Task to complete
Please quote all of the entries below word for word, and leave the pictures out of your answer.
· · · ·
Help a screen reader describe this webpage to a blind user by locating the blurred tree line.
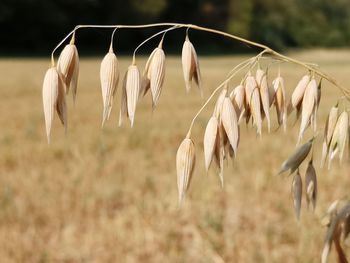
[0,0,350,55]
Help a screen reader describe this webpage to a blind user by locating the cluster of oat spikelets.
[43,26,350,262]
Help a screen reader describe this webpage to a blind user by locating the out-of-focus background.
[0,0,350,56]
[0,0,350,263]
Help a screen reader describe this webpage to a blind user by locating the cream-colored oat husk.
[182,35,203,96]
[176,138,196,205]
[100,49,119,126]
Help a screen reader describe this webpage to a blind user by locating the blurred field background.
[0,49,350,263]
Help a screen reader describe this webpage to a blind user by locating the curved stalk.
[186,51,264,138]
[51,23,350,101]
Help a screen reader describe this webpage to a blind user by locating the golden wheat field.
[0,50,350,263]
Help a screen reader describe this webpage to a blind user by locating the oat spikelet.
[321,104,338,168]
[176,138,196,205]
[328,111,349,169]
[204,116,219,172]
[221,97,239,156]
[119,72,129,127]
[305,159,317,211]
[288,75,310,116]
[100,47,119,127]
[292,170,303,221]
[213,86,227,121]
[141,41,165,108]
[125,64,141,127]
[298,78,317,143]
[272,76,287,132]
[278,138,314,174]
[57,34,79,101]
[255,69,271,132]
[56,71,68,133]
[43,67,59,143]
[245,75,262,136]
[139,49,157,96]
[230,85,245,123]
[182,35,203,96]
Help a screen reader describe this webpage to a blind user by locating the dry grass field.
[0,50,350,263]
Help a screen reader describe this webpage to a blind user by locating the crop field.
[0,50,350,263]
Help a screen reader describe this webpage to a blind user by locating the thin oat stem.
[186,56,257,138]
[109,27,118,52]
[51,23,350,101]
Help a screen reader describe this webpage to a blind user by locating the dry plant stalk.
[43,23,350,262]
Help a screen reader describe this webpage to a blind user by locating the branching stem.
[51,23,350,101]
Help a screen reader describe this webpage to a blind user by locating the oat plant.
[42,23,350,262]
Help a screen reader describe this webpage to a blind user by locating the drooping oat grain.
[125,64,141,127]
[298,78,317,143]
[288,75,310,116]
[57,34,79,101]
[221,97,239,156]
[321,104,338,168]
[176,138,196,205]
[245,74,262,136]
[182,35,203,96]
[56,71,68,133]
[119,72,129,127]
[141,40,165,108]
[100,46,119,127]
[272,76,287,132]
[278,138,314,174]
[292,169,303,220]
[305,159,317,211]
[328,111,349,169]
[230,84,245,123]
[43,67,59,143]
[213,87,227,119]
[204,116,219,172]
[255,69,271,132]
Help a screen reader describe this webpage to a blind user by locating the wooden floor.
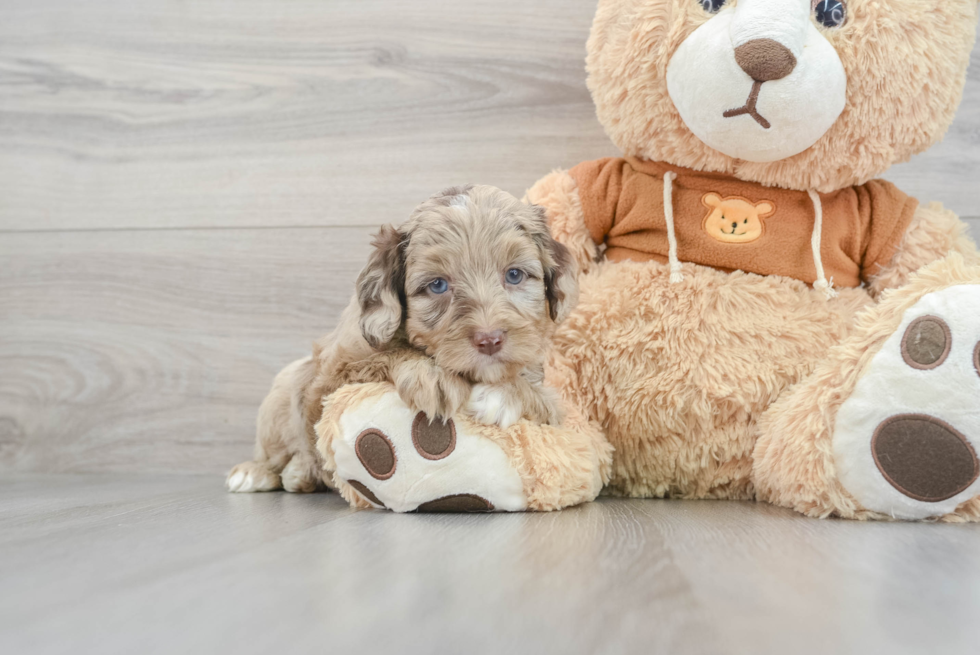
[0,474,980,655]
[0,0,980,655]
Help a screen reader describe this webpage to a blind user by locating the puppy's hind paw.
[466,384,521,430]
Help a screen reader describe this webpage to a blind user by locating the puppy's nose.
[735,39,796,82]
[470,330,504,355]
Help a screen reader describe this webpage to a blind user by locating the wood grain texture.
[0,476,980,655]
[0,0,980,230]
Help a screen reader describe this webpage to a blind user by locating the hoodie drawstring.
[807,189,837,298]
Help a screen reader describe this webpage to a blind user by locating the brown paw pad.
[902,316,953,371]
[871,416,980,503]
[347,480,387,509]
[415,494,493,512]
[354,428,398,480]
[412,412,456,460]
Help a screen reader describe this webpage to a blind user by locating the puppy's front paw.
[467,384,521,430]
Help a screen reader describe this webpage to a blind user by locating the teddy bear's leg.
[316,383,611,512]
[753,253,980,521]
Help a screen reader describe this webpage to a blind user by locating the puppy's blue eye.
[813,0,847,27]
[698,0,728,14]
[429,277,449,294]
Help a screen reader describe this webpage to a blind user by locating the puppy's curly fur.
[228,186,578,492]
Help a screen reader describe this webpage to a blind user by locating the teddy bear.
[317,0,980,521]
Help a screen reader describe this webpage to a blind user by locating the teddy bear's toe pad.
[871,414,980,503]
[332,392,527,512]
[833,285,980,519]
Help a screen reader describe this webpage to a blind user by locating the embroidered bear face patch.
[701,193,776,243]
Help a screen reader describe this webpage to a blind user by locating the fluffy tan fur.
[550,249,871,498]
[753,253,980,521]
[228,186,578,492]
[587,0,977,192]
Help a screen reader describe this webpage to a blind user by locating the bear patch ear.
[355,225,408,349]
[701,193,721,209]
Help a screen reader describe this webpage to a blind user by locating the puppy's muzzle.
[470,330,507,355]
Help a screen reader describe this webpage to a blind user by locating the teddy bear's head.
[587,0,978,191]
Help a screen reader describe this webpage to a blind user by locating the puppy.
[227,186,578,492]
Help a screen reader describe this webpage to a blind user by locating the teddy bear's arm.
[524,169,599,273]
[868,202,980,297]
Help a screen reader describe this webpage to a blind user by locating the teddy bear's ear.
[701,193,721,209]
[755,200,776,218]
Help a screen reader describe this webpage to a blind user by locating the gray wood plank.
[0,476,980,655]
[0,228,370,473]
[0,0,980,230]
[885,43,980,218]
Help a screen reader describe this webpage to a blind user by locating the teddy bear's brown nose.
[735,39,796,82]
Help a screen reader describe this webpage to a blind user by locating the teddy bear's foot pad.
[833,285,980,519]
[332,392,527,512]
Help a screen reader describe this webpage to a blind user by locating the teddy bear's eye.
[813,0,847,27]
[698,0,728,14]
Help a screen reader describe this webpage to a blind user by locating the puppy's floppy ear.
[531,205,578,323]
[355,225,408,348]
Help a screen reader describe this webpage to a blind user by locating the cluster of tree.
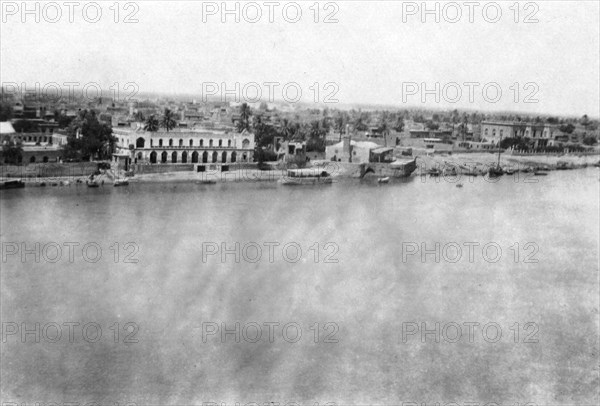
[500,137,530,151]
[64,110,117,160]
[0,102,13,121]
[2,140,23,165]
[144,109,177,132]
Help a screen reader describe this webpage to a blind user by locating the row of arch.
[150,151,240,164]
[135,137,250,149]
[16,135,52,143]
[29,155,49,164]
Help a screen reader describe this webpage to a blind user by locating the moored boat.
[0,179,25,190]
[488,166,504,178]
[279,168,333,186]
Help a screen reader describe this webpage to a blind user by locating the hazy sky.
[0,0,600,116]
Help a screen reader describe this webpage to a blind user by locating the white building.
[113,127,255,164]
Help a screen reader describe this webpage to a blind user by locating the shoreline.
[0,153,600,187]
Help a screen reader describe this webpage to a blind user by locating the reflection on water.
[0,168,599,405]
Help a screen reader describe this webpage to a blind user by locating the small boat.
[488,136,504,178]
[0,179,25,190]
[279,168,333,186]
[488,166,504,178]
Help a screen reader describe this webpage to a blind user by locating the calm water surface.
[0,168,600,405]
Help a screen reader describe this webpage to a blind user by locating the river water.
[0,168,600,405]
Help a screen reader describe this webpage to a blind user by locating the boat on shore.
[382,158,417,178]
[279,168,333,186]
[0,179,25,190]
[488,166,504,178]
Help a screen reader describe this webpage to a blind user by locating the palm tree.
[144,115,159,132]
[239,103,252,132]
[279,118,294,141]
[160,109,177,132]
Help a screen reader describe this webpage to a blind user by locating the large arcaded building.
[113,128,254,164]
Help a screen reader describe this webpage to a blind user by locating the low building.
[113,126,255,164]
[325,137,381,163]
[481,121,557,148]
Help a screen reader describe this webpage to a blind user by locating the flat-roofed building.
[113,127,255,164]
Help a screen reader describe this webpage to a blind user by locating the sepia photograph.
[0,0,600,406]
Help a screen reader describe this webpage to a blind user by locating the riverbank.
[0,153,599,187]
· · · ·
Response to this exercise
Help a screen reader describe this webpage to a blind user by locating the blurred tree line.
[0,0,350,55]
Help a screen reader describe this webpage to a blind user by locating the cluster of oat spikelets.
[43,26,350,262]
Help a screen reader describe this webpage to a blind user by locating the out-of-focus background.
[0,0,350,56]
[0,0,350,263]
Help a screen reader describe this webpage to a blind user by locating the cream-colored oat husk.
[182,35,203,96]
[176,138,196,205]
[100,49,119,126]
Help a screen reader describe this webpage to a blind user by locating the blurred field background.
[0,49,350,263]
Help a screen reader describe this webpage to a blind user by locating the curved stalk.
[186,51,264,138]
[51,23,350,101]
Help a screen reader describe this webpage to a blind user by locating the golden wheat field.
[0,50,350,263]
Help a screen reader describe this webpage to a blind user by locating the oat spikelet.
[321,104,338,168]
[176,138,196,205]
[328,111,349,169]
[204,116,219,172]
[221,97,239,156]
[119,72,129,127]
[305,159,317,211]
[288,75,310,116]
[100,47,119,127]
[292,170,303,221]
[213,86,227,121]
[141,41,165,108]
[125,64,141,127]
[298,78,317,143]
[272,76,287,132]
[278,138,314,174]
[57,34,79,101]
[255,69,271,132]
[56,71,68,133]
[43,67,59,143]
[245,75,262,136]
[139,49,157,96]
[230,85,245,123]
[182,35,203,96]
Help a screen reader describe this webpage to a blind user by locating the dry grass field.
[0,50,350,263]
Help a screen reader describe this webpage to a blind user by locating the crop field.
[0,50,350,263]
Help a screen reader describe this webpage to a blind user by locating the thin oat stem.
[186,56,257,138]
[109,27,118,52]
[51,23,350,101]
Help a screen reader describe this webpage to a blind user by locating the dry plant stalk.
[43,23,350,262]
Help a screen reader describe this webpage to a blind user by locating the branching stem.
[51,23,350,101]
Help a screen reader describe this webpage to a blind user by locating the oat plant.
[42,23,350,262]
Help a screen reader describe this webpage to a blind user by locating the drooping oat grain.
[125,64,141,127]
[298,78,317,143]
[288,75,310,116]
[57,34,79,101]
[221,97,239,156]
[321,104,338,168]
[176,138,196,205]
[245,74,262,136]
[182,35,203,96]
[56,71,68,133]
[119,72,129,127]
[141,40,165,108]
[100,46,119,127]
[272,76,287,132]
[278,138,314,174]
[292,169,303,220]
[305,159,317,211]
[328,111,349,169]
[230,84,245,123]
[43,67,59,143]
[213,87,227,119]
[204,116,219,172]
[255,69,271,132]
Help a screen reader describe this webpage to a blind user by locating the wooden floor.
[0,474,980,655]
[0,0,980,655]
Help a screen reader describe this webpage to a blind user by locating the puppy's hind paw.
[466,384,521,430]
Help a screen reader describe this webpage to a blind user by locating the puppy's nose.
[735,39,796,82]
[470,330,504,355]
Help a screen reader describe this webpage to a blind user by locating the wood grain texture.
[0,476,980,655]
[0,0,980,230]
Help a screen reader describe this webpage to a blind user by locating the hoodie drawstring.
[807,189,837,298]
Help a screen reader describe this webpage to a blind user by locating the brown paw pad.
[902,316,953,371]
[871,416,980,503]
[347,480,387,509]
[415,494,493,512]
[354,428,398,480]
[412,412,456,460]
Help a screen reader describe this webpage to a blind user by locating the puppy's front paw.
[467,384,521,430]
Help a screen reader describe this webpage to a blind user by locating the teddy bear's leg.
[316,383,611,512]
[753,253,980,521]
Help a screen reader describe this webpage to a blind user by locating the puppy's blue eye.
[813,0,847,27]
[698,0,728,14]
[429,277,449,294]
Help a screen reader describe this webpage to a blind user by locating the puppy's curly fur.
[228,186,578,492]
Help a screen reader describe this webpage to a blind user by locating the teddy bear.
[317,0,980,521]
Help a screen reader describe this webpage to a blind user by locating the teddy bear's toe pad.
[871,414,980,503]
[332,392,527,512]
[833,285,980,519]
Help a screen reader describe this webpage to a blind user by locating the embroidered bear face patch.
[701,193,776,243]
Help a screen reader describe this webpage to a blind user by locating the fluffy tan fur.
[550,249,871,498]
[753,253,980,521]
[228,186,578,492]
[587,0,977,192]
Help a screen reader describe this webpage to a blind user by locating the bear patch ear.
[355,225,408,349]
[701,193,721,209]
Help a screen reader describe this webpage to a blind user by locating the puppy's muzzle.
[470,330,507,355]
Help a screen reader describe this webpage to a blind user by locating the teddy bear's head.
[587,0,978,191]
Help a screen reader describe this webpage to a blind user by locating the puppy.
[227,186,578,492]
Help a screen reader describe this webpage to a blind user by locating the teddy bear's arm.
[524,169,599,273]
[868,202,980,297]
Help a screen reader describe this webpage to a blind user by locating the teddy bear's ear.
[701,193,721,209]
[755,200,776,218]
Help a screen reader describe this webpage to a blind user by locating the gray wood plank.
[0,476,980,655]
[0,228,370,473]
[0,0,980,230]
[885,43,980,218]
Help a screen reader describe this webpage to a blind user by locating the teddy bear's brown nose.
[735,39,796,82]
Help a screen reader describe this webpage to a blind user by locating the teddy bear's foot pad.
[833,285,980,519]
[332,392,527,512]
Help a screen reader describe this webpage to a blind user by locating the teddy bear's eye.
[813,0,847,27]
[698,0,728,14]
Help a screen reader describe this webpage to a blind user by locating the puppy's floppy ear.
[531,205,578,323]
[355,225,408,348]
Help a screen reader describe this webpage to a blind user by locating the cluster of tree.
[500,137,530,151]
[64,110,117,160]
[0,102,13,121]
[2,140,23,165]
[144,109,177,132]
Help a screen reader describe this webpage to a blind user by locating the row of arch.
[150,151,240,164]
[135,137,250,149]
[16,135,52,143]
[29,155,49,164]
Help a screen reader describe this webpage to a blind user by locating the moored boat.
[0,179,25,190]
[488,166,504,178]
[279,168,333,186]
Help a screen reader describe this webpage to a blind user by locating the hazy sky.
[0,0,600,116]
Help a screen reader describe this webpage to a blind user by locating the white building.
[113,127,255,164]
Help a screen reader describe this webpage to a blind user by locating the shoreline.
[0,153,600,187]
Help a screen reader describe this webpage to a blind user by locating the reflection on water.
[0,168,599,405]
Help a screen reader describe this webpage to a blind user by locating the small boat.
[488,136,504,178]
[0,179,25,190]
[279,168,333,186]
[488,166,504,178]
Help a screen reader describe this webpage to a blind user by locating the calm water surface.
[0,168,600,405]
Help a screen reader describe this webpage to a blind user by locating the river water.
[0,168,600,405]
Help a screen reader describe this webpage to a blind user by locating the boat on shore.
[382,158,417,178]
[279,168,333,186]
[0,179,25,190]
[488,166,504,178]
Help a screen reader describe this webpage to a blind user by locating the palm tree.
[144,115,159,132]
[239,103,252,132]
[279,118,294,141]
[160,109,177,132]
Help a screen reader describe this webpage to a blind user by locating the large arcaded building.
[113,128,254,164]
Help a screen reader describe this webpage to a blind user by locating the low building.
[113,126,255,164]
[325,137,381,163]
[481,121,557,148]
Help a screen reader describe this webpage to a blind user by locating the flat-roofed building.
[113,127,255,164]
Help a screen reader describe this webpage to a blind user by locating the sepia photograph.
[0,0,600,406]
Help a screen reader describe this webpage to a blind user by locating the riverbank.
[0,153,599,187]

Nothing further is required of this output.